Annotation data for object locations:
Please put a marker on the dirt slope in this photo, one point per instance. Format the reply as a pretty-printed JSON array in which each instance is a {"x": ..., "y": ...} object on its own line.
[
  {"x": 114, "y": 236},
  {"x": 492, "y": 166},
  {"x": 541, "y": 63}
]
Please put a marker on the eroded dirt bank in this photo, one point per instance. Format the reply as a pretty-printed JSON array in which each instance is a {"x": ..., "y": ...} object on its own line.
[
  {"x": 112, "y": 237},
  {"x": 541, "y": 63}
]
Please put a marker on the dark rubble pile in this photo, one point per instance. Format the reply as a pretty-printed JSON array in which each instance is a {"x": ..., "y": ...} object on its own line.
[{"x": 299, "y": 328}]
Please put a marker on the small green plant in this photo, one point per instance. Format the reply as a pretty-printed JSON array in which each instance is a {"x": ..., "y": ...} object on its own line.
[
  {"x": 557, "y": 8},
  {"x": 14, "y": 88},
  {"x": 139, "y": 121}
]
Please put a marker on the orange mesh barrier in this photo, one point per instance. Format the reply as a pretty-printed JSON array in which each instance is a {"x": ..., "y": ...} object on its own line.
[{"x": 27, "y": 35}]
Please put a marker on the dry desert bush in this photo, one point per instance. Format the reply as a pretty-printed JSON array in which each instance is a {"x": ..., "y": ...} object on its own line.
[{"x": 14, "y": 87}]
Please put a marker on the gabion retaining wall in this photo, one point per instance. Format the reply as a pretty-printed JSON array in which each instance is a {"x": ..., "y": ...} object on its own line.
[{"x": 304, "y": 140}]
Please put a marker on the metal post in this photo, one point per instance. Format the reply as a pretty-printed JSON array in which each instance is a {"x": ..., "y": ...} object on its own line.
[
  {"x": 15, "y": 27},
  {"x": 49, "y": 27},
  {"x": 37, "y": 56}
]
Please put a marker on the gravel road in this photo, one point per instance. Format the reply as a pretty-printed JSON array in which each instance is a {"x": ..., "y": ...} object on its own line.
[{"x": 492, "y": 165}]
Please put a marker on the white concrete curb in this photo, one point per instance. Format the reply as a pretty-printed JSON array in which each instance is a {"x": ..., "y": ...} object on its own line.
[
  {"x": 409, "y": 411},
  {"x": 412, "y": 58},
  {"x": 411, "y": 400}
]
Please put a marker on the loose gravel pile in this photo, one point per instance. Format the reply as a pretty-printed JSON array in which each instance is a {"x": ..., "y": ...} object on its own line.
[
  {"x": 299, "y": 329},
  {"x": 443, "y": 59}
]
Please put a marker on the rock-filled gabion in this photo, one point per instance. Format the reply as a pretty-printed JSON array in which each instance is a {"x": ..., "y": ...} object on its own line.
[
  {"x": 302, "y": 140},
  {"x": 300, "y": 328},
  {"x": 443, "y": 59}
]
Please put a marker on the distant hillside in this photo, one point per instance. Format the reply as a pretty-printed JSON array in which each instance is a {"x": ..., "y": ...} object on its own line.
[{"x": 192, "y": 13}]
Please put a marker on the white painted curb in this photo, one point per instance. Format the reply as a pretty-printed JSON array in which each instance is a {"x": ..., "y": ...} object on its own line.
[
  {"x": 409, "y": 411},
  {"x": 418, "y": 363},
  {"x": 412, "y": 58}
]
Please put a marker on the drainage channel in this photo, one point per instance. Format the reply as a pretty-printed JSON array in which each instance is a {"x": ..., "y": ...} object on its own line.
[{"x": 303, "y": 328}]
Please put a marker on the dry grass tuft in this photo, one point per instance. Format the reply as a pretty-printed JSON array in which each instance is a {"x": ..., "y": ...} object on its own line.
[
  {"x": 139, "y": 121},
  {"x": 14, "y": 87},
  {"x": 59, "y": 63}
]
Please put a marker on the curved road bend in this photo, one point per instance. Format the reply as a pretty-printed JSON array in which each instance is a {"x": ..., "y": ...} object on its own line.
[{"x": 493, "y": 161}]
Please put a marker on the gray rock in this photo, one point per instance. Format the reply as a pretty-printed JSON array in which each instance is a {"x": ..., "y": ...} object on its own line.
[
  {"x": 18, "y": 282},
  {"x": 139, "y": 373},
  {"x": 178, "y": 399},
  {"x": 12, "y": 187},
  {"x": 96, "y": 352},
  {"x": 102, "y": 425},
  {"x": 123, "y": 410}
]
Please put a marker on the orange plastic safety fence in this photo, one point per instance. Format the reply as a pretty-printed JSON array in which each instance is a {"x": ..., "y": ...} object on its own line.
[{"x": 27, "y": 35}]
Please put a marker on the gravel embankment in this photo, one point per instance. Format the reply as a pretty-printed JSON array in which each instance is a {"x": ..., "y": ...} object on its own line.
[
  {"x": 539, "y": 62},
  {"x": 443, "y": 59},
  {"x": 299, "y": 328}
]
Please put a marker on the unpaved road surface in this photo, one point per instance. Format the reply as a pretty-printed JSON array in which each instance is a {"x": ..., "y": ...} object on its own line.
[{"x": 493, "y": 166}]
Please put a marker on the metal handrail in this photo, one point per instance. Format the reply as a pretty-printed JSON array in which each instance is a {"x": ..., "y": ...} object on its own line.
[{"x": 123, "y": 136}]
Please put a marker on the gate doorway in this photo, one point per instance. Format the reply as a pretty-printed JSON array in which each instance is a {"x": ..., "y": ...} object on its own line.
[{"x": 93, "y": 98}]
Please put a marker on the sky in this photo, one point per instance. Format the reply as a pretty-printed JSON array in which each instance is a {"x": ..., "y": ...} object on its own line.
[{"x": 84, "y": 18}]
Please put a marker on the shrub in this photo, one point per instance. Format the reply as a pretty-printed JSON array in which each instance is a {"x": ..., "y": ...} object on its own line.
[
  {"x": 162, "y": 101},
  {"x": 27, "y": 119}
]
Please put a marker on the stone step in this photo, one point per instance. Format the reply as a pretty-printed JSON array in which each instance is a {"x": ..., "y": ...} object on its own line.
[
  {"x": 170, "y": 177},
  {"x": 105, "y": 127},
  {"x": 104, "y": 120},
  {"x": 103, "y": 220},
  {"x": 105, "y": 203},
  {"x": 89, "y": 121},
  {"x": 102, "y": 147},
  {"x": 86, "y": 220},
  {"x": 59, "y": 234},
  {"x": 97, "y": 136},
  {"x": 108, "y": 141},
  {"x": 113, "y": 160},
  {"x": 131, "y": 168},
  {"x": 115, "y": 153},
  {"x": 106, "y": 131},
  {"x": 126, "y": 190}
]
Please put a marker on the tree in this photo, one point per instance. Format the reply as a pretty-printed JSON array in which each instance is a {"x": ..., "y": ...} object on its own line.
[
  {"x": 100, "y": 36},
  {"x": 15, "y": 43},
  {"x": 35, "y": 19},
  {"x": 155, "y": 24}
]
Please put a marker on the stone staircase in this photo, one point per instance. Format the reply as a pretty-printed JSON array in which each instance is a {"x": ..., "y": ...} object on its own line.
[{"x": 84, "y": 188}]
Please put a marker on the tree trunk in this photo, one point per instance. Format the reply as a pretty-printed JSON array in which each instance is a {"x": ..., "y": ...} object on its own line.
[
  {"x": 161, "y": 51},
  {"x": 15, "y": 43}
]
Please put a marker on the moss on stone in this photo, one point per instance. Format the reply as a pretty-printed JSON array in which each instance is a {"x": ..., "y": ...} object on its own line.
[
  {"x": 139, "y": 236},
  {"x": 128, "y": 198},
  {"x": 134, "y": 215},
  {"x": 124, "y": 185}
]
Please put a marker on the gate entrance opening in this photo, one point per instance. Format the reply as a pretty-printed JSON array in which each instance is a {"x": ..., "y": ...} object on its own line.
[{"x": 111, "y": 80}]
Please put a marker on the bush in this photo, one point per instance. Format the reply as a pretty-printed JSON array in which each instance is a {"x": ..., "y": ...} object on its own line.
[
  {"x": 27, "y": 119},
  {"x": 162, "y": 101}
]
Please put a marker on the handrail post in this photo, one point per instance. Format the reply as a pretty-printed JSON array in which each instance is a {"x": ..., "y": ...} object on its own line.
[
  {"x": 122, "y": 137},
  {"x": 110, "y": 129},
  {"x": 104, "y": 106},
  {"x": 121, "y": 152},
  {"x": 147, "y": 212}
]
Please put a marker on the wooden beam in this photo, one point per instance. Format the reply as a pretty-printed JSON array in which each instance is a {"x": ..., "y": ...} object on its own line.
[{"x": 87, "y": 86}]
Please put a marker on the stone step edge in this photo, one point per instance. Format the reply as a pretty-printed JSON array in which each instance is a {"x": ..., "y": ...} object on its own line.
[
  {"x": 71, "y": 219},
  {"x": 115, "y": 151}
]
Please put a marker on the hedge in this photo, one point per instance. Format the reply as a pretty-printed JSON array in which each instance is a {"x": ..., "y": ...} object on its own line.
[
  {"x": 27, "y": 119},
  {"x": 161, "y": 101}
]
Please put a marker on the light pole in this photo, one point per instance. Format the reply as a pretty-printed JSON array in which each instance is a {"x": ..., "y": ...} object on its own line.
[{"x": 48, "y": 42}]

- [PROBLEM DESCRIPTION]:
Copy the records word for word, starting at the line containing "Please put a marker on the light" and continuing through the final line of the records, both included.

- [THE ANSWER]:
Please put a marker on the light pole in this photo, one point per instance. Format the reply as a pretty-printed JSON array in which each instance is a {"x": ..., "y": ...} object on its own line.
[{"x": 48, "y": 42}]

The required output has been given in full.